PROBLEMS |
(a) In the trigonometry proof thread, which identity does the first answer use to replace 1 - sin²θ with cos²θ?
(b) Resume the trigonometry proof thread after its last line.

Question

1/1-sinθ+1/1+sinθ=2sec²θ, Prove it?

Answer 1

LHS = $\frac{1}{1-sin\theta}+\frac{1}{1+sin\theta}$

= $\frac{(1 + sin\theta) + (1 - sin\theta)}{(1-sin\theta)(1+sin\theta)}$

=$\frac{2}{1-sin^2\theta}$

[ We know, (a - b)(a + b) = a² - b² , so, (1 - sinθ)(1 + sinθ) = 1 - sin²θ]

= $\frac{2}{cos^2\theta}$

[We know, sin²α + cos²α = 1 so,1 - sin²θ = cos²θ]

= $2sec^2\theta$ = RHS [ as you know, secΦ = 1/cosΦ so, sec²θ= 1/cos²θ]

hence proved

Answer 2

Here I am writing theta as A.

Point labeling examples

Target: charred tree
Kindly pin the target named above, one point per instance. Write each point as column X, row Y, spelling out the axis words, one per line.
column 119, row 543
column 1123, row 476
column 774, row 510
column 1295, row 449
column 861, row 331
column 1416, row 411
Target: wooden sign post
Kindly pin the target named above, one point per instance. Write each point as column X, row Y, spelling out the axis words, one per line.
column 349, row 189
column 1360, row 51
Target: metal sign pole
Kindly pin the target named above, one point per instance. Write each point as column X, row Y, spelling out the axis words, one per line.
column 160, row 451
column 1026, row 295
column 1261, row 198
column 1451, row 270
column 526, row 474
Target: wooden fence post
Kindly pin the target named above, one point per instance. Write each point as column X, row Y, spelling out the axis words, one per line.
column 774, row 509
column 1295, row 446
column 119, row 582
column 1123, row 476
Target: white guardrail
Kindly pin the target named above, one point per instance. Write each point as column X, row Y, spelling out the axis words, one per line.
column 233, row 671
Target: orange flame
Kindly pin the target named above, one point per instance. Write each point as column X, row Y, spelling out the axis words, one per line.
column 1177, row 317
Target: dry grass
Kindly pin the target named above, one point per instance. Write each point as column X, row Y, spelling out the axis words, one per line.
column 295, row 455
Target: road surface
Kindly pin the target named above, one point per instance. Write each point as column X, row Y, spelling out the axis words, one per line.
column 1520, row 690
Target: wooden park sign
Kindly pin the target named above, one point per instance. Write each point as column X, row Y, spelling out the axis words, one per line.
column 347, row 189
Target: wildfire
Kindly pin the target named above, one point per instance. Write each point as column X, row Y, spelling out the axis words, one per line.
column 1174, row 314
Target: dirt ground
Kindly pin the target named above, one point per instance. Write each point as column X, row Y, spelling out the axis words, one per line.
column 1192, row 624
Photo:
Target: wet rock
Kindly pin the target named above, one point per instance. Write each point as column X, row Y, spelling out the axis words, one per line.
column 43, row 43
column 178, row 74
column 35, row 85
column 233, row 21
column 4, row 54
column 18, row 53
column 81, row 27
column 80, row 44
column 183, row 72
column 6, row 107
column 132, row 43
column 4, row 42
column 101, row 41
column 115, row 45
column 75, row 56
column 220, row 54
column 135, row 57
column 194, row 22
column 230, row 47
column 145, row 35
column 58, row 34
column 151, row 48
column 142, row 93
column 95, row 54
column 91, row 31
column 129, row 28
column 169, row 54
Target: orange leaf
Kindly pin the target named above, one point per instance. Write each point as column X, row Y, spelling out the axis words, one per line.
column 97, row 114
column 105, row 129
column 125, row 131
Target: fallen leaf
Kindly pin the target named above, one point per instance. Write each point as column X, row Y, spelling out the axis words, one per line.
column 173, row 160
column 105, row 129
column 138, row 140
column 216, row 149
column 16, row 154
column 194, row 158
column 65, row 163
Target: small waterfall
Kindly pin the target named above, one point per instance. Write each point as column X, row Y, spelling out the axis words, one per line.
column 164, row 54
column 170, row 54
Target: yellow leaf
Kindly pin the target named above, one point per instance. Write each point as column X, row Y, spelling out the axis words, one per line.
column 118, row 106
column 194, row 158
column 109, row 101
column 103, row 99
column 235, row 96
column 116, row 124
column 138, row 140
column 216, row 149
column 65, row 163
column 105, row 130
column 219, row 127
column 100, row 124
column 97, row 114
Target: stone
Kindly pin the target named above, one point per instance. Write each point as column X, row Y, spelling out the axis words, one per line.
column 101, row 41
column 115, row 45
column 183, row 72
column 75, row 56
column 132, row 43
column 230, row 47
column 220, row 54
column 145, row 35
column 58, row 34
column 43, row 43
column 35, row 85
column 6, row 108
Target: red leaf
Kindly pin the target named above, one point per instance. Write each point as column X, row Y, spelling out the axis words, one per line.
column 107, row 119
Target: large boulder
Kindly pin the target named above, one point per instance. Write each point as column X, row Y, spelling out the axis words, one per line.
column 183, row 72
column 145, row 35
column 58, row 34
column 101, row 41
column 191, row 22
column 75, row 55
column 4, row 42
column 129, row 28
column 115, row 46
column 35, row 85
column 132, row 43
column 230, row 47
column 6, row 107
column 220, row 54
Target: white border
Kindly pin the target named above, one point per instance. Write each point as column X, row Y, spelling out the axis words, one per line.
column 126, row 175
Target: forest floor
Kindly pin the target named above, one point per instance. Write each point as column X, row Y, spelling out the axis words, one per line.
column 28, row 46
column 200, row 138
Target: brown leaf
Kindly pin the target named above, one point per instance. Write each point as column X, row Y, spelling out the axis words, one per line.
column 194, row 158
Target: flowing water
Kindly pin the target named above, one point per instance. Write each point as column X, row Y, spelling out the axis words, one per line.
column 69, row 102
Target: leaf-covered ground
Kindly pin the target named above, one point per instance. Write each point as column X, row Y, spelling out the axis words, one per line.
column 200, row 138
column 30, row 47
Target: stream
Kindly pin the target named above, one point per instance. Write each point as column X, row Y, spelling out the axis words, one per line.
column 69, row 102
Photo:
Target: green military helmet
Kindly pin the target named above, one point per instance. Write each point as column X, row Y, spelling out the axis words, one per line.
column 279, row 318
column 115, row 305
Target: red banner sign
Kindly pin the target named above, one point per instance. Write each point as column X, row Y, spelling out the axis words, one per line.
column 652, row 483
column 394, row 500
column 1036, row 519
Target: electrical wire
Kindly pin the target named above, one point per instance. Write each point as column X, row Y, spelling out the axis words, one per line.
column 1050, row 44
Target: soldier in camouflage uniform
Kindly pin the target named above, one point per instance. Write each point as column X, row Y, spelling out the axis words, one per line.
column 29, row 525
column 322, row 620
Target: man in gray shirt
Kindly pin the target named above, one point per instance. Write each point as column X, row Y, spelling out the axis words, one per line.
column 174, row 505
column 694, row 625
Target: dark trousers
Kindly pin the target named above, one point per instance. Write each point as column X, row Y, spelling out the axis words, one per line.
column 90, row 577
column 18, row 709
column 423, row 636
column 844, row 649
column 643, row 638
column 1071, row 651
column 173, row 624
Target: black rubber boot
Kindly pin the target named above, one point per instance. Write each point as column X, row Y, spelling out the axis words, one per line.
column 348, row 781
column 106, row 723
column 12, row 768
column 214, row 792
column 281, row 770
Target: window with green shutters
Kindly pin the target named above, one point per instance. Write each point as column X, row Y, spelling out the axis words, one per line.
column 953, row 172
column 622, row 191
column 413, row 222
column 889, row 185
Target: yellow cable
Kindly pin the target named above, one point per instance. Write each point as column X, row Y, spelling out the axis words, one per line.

FINAL RESULTS |
(a) sin²α + cos²α = 1

(b)
$Given : \frac{1}{1 - sinA} + \frac{1}{1 + sinA}$

$= \ \textgreater \ (\frac{1}{1 - sinA} * \frac{1 + sinA}{ 1 + sinA }) + (\frac{1}{sinA} * \frac{1 - sinA}{1 - sinA} )$

$= \ \textgreater \ \frac{1 + sinA}{(1 - sinA)(1 + sinA)} + \frac{1 - sinA}{(1 + sinA)(1 - sinA)}$

$= \ \textgreater \ \frac{(1 + sinA) + (1 - sinA)}{(1 + sinA)(1 - sinA)}$

$= \ \textgreater \ \frac{1 + sinA + 1 - sinA}{(1 +sin A)(1 - sinA)}$

$= \ \textgreater \ \frac{2}{(1 + sinA)(1 - sinA)}$

$= \ \textgreater \ \frac{2}{1 - sin^2A}$

$= \ \textgreater \ \frac{2}{cos^2A}$

$= \ \textgreater \ 2sec^2A$


Hope it helps!